▶ **Task item**:
Find the line containing "Query: ceiling fan light fixture" in the listing below. Repeat it exactly, along with each following line up to and including the one containing "<point>117,35</point>".

▶ **Raw data**:
——
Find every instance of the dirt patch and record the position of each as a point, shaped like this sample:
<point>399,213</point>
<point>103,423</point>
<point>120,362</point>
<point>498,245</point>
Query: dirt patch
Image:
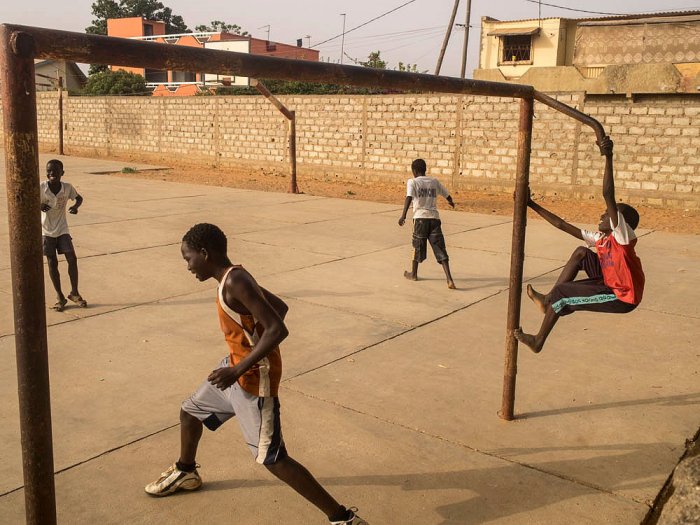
<point>581,211</point>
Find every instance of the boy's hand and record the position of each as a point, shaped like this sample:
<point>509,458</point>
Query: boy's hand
<point>606,146</point>
<point>222,378</point>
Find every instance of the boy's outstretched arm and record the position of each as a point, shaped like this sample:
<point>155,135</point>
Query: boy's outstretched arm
<point>406,204</point>
<point>606,147</point>
<point>554,220</point>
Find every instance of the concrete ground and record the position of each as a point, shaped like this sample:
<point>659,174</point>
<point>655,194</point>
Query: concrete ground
<point>391,387</point>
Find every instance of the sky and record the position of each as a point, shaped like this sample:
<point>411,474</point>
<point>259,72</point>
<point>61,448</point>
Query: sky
<point>412,34</point>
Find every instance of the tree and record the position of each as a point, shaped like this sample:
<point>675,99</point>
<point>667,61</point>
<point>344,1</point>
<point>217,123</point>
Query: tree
<point>149,9</point>
<point>116,83</point>
<point>374,60</point>
<point>217,26</point>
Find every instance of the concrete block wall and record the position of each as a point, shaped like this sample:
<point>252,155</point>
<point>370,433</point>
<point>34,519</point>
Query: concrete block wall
<point>468,142</point>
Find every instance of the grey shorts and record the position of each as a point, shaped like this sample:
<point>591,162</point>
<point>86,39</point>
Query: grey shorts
<point>60,244</point>
<point>258,417</point>
<point>428,231</point>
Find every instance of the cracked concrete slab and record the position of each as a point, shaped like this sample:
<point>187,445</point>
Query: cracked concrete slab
<point>390,387</point>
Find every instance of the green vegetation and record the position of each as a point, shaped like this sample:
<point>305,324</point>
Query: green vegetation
<point>116,83</point>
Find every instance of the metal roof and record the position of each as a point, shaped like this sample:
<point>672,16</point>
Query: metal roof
<point>630,16</point>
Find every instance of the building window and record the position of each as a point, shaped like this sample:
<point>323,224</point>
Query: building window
<point>156,76</point>
<point>516,49</point>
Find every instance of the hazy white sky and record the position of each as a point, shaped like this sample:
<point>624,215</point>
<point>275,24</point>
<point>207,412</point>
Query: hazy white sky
<point>412,34</point>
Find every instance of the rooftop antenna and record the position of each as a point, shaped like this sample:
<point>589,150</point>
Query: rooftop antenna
<point>268,31</point>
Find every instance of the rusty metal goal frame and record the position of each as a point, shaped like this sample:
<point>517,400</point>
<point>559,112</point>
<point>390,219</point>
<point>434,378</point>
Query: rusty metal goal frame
<point>20,45</point>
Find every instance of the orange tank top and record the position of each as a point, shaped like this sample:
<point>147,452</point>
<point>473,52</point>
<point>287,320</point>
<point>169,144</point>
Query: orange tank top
<point>242,332</point>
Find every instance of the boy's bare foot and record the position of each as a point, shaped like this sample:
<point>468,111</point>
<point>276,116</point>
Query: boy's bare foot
<point>528,340</point>
<point>538,298</point>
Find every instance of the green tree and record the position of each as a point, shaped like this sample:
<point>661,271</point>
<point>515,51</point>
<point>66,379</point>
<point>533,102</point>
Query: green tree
<point>374,60</point>
<point>223,27</point>
<point>116,83</point>
<point>149,9</point>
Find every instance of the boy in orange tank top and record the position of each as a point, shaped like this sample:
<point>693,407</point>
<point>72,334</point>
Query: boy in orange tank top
<point>245,383</point>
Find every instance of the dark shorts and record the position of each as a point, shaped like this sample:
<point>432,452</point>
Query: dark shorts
<point>591,295</point>
<point>60,244</point>
<point>428,230</point>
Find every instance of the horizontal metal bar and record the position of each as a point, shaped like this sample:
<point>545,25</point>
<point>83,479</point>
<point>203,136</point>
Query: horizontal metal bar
<point>98,49</point>
<point>573,113</point>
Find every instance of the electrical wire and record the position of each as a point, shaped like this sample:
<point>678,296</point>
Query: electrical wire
<point>364,23</point>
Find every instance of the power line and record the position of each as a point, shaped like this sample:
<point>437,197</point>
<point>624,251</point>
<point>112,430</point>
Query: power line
<point>364,24</point>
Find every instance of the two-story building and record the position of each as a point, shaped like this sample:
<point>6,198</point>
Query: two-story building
<point>168,83</point>
<point>657,53</point>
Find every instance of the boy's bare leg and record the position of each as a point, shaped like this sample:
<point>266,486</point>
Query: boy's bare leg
<point>538,298</point>
<point>568,274</point>
<point>448,275</point>
<point>300,479</point>
<point>72,261</point>
<point>190,433</point>
<point>55,277</point>
<point>413,274</point>
<point>536,342</point>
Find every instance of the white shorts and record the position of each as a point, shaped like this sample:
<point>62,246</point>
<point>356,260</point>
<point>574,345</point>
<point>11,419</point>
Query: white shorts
<point>258,417</point>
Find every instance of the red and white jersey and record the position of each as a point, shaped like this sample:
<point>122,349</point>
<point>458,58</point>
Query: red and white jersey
<point>622,269</point>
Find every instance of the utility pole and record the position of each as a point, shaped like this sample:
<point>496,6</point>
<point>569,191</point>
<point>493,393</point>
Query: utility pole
<point>342,41</point>
<point>466,38</point>
<point>447,37</point>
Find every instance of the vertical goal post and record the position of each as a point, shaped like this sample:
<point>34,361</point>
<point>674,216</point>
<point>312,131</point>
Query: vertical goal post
<point>20,45</point>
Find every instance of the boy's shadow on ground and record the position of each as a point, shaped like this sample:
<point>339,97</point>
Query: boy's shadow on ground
<point>485,494</point>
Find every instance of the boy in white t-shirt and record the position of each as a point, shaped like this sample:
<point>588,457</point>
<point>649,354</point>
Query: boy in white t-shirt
<point>56,239</point>
<point>423,191</point>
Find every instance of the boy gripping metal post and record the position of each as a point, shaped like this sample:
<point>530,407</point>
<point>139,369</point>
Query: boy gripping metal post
<point>615,280</point>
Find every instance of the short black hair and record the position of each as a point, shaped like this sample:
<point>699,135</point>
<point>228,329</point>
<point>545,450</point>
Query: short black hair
<point>56,162</point>
<point>419,166</point>
<point>207,236</point>
<point>630,214</point>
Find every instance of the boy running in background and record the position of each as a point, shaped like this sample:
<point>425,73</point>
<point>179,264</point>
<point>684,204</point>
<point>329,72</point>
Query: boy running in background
<point>245,384</point>
<point>615,278</point>
<point>54,197</point>
<point>423,191</point>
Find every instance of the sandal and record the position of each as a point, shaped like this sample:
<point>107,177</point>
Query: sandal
<point>60,305</point>
<point>77,299</point>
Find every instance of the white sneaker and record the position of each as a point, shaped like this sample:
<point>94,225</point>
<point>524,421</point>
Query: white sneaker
<point>173,480</point>
<point>354,519</point>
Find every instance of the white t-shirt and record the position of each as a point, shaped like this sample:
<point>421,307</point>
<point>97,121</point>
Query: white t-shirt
<point>53,222</point>
<point>623,234</point>
<point>425,191</point>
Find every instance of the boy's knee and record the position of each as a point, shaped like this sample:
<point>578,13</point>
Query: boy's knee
<point>580,252</point>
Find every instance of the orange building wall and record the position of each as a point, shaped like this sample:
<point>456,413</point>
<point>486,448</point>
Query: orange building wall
<point>128,27</point>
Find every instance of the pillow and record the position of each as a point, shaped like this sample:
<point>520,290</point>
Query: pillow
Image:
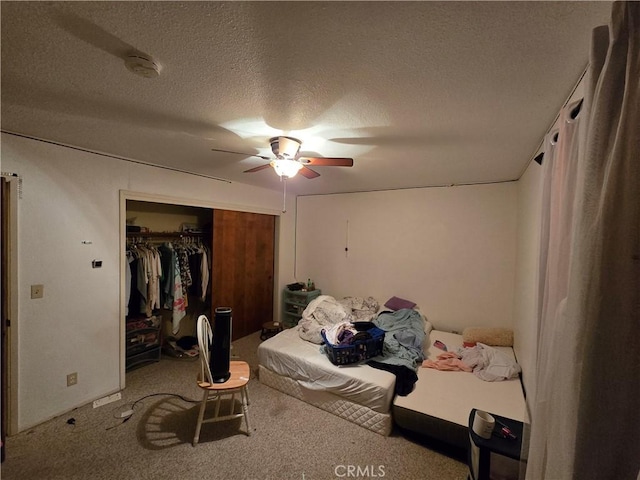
<point>396,303</point>
<point>495,336</point>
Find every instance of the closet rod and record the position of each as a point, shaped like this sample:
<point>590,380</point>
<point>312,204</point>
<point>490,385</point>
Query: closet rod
<point>165,234</point>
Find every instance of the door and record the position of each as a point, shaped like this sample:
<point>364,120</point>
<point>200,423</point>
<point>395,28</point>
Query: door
<point>242,268</point>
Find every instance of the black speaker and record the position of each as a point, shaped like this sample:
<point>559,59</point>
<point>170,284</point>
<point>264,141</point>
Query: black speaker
<point>221,348</point>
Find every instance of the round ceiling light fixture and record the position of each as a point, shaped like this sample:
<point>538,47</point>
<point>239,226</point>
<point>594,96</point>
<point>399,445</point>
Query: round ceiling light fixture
<point>142,65</point>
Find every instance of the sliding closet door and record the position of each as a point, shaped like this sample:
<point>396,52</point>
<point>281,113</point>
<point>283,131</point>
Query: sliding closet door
<point>242,270</point>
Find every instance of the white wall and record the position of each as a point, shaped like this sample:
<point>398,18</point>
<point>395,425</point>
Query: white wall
<point>452,250</point>
<point>71,197</point>
<point>525,309</point>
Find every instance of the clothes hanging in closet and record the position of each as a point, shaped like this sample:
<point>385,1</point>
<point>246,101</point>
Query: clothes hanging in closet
<point>164,276</point>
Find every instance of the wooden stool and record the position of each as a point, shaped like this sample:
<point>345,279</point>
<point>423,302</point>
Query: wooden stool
<point>269,329</point>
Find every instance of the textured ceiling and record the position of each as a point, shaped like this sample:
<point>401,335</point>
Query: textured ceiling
<point>418,93</point>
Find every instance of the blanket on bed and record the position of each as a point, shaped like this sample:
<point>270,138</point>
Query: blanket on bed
<point>325,311</point>
<point>402,351</point>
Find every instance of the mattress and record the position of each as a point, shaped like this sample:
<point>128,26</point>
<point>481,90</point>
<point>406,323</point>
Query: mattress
<point>287,355</point>
<point>440,403</point>
<point>381,423</point>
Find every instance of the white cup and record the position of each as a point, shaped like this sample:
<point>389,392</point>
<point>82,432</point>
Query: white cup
<point>483,424</point>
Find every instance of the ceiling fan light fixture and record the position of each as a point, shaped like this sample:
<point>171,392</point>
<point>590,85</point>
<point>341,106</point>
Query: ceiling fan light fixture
<point>286,168</point>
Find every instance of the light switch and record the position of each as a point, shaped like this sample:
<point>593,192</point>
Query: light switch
<point>37,291</point>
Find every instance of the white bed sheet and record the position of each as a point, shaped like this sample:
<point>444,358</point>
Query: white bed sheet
<point>286,354</point>
<point>451,395</point>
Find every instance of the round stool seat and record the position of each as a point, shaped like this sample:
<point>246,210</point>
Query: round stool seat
<point>269,329</point>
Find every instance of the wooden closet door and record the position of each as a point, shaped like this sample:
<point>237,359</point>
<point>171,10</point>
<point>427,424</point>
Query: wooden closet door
<point>242,268</point>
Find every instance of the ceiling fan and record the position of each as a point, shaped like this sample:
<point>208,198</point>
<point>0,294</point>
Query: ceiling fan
<point>288,162</point>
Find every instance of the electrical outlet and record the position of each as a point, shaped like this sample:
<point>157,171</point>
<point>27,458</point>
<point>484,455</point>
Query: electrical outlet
<point>37,291</point>
<point>72,379</point>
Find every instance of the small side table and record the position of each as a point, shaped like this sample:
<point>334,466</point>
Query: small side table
<point>269,329</point>
<point>489,454</point>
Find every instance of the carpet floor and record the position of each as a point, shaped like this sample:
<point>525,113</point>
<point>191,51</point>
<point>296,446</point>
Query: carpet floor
<point>290,439</point>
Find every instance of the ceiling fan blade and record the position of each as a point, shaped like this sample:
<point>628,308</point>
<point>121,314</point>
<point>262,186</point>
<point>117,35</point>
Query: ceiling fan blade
<point>308,173</point>
<point>240,153</point>
<point>257,169</point>
<point>327,162</point>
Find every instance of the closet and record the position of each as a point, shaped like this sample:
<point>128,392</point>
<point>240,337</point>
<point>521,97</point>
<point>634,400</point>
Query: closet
<point>216,258</point>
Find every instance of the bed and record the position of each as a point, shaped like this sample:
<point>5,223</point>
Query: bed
<point>440,403</point>
<point>358,393</point>
<point>437,407</point>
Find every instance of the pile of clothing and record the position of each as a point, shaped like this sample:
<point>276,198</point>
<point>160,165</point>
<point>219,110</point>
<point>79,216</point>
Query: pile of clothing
<point>486,363</point>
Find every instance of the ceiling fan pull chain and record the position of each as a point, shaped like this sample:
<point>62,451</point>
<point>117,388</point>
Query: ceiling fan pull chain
<point>284,194</point>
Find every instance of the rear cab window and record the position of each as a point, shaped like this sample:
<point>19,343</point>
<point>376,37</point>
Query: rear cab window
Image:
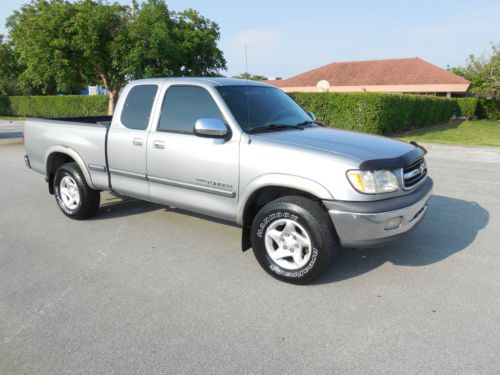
<point>183,106</point>
<point>138,106</point>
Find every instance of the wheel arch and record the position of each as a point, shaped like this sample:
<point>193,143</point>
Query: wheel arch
<point>270,187</point>
<point>59,155</point>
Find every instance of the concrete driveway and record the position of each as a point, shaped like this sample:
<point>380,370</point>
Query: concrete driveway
<point>144,289</point>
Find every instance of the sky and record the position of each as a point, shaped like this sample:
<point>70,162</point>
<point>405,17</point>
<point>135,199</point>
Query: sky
<point>286,38</point>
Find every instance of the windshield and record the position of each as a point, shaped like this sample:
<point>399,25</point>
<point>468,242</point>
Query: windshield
<point>263,107</point>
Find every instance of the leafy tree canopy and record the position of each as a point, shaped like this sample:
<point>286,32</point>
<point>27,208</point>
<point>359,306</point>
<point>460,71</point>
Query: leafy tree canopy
<point>483,72</point>
<point>9,69</point>
<point>64,45</point>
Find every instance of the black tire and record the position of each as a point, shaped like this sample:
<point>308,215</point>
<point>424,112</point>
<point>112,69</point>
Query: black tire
<point>304,214</point>
<point>88,198</point>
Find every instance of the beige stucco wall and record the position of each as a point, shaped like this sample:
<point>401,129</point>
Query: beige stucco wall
<point>384,88</point>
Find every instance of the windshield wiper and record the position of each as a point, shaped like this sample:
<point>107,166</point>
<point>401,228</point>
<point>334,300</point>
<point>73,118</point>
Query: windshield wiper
<point>272,127</point>
<point>308,122</point>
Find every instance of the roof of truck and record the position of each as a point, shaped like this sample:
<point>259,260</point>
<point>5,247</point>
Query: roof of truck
<point>212,81</point>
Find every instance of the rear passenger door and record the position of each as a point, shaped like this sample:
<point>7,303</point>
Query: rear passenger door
<point>188,171</point>
<point>127,141</point>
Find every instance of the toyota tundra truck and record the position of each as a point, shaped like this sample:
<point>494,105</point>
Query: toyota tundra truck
<point>244,152</point>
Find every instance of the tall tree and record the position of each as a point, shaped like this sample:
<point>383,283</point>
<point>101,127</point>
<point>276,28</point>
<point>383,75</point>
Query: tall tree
<point>9,69</point>
<point>100,35</point>
<point>253,77</point>
<point>483,72</point>
<point>64,45</point>
<point>41,33</point>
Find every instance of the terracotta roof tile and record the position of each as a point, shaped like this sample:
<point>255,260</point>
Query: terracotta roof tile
<point>412,71</point>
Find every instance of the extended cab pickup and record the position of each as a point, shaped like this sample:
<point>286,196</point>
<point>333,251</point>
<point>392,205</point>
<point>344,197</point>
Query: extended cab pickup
<point>244,152</point>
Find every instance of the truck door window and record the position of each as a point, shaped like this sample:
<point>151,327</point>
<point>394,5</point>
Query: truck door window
<point>137,108</point>
<point>183,106</point>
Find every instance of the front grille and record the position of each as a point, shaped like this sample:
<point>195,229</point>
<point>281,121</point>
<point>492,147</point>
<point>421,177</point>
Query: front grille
<point>414,174</point>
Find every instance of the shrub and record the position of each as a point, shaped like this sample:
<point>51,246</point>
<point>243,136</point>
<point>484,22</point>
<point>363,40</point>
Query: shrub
<point>54,106</point>
<point>467,106</point>
<point>380,113</point>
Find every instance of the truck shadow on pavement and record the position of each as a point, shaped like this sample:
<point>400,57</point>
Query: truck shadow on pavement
<point>450,226</point>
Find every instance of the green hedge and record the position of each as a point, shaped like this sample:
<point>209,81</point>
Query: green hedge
<point>488,109</point>
<point>382,113</point>
<point>54,106</point>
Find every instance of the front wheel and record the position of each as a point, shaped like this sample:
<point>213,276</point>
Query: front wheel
<point>73,195</point>
<point>293,239</point>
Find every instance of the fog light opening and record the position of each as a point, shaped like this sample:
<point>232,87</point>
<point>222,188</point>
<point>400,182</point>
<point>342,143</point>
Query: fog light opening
<point>393,223</point>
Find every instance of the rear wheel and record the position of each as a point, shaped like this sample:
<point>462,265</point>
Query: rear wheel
<point>293,239</point>
<point>73,195</point>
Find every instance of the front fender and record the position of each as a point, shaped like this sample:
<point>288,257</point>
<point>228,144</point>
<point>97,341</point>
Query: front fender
<point>280,180</point>
<point>74,155</point>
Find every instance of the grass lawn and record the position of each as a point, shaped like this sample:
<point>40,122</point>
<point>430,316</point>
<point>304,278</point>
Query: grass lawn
<point>11,118</point>
<point>471,133</point>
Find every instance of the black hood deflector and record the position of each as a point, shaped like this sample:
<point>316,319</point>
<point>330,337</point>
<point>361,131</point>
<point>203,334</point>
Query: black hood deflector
<point>392,163</point>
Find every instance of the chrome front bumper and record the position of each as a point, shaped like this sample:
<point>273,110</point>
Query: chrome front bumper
<point>27,161</point>
<point>363,224</point>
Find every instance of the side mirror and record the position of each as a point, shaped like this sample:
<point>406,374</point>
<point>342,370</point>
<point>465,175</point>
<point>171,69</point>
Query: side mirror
<point>211,128</point>
<point>312,116</point>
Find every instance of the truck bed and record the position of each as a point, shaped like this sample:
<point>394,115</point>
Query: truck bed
<point>86,136</point>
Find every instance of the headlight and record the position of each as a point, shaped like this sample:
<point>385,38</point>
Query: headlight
<point>375,182</point>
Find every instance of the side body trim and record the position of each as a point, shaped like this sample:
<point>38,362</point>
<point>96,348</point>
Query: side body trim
<point>97,168</point>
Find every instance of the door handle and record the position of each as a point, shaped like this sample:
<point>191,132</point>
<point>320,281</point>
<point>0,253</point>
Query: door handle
<point>159,145</point>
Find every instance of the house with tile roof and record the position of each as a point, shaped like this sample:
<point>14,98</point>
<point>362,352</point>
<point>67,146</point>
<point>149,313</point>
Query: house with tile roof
<point>412,75</point>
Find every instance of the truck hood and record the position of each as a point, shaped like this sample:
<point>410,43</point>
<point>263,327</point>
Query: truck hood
<point>364,148</point>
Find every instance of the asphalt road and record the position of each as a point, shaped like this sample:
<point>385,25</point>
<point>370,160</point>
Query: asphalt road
<point>144,289</point>
<point>11,131</point>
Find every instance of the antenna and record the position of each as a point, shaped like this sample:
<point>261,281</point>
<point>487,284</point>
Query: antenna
<point>246,59</point>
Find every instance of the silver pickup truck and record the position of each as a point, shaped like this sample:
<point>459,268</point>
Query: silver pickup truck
<point>244,152</point>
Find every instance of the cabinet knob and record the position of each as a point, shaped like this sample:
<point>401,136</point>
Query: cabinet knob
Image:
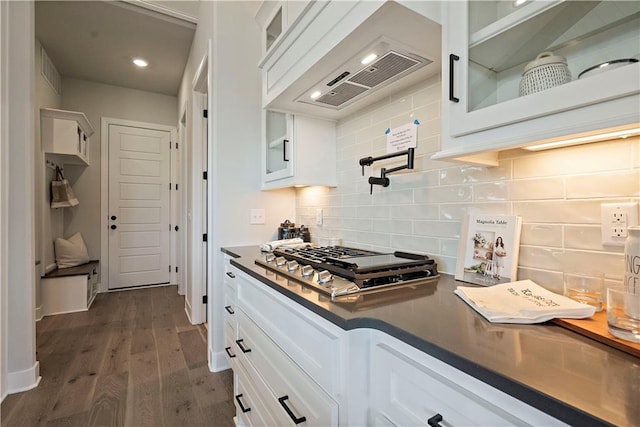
——
▶ **Solution**:
Query: ceiling fan light fixture
<point>286,168</point>
Find every instance of the light switch and record the position of each as a point, shaped like this sample:
<point>593,192</point>
Query: light switch
<point>37,291</point>
Find every instance of the white bed sheet and record the position of each as a point, shaped like this sample:
<point>444,358</point>
Query: white bed sheet
<point>286,354</point>
<point>451,395</point>
Find every instance of the round stool seat and record the position of each as a point, shaped like this sample:
<point>246,210</point>
Query: round stool seat
<point>269,329</point>
Find every instance of the wooden closet door and record the position of each as a point, shaped like this sample:
<point>237,359</point>
<point>171,10</point>
<point>427,424</point>
Query: wooden closet door
<point>242,268</point>
Find every instance of the ceiling fan and record the position of each as a point, shaped like this sample:
<point>208,198</point>
<point>0,294</point>
Query: ceiling fan
<point>288,162</point>
Find every instance of the electrical outlet and record the position of each as a point, shaped like this sample:
<point>157,171</point>
<point>27,458</point>
<point>484,455</point>
Query: electrical outlet
<point>37,291</point>
<point>72,379</point>
Find every instance of the small side table and record the position of each as a point, shaped like this sample:
<point>334,466</point>
Query: small side table
<point>269,329</point>
<point>489,454</point>
Find every instance of the carpet floor and record the position of each as a point, shaped like this sample:
<point>525,113</point>
<point>191,51</point>
<point>296,446</point>
Query: carpet floor
<point>290,439</point>
Find every instance of the ceiling fan blade and record the position of each as a point, shaped like this sample:
<point>628,308</point>
<point>121,314</point>
<point>262,186</point>
<point>117,35</point>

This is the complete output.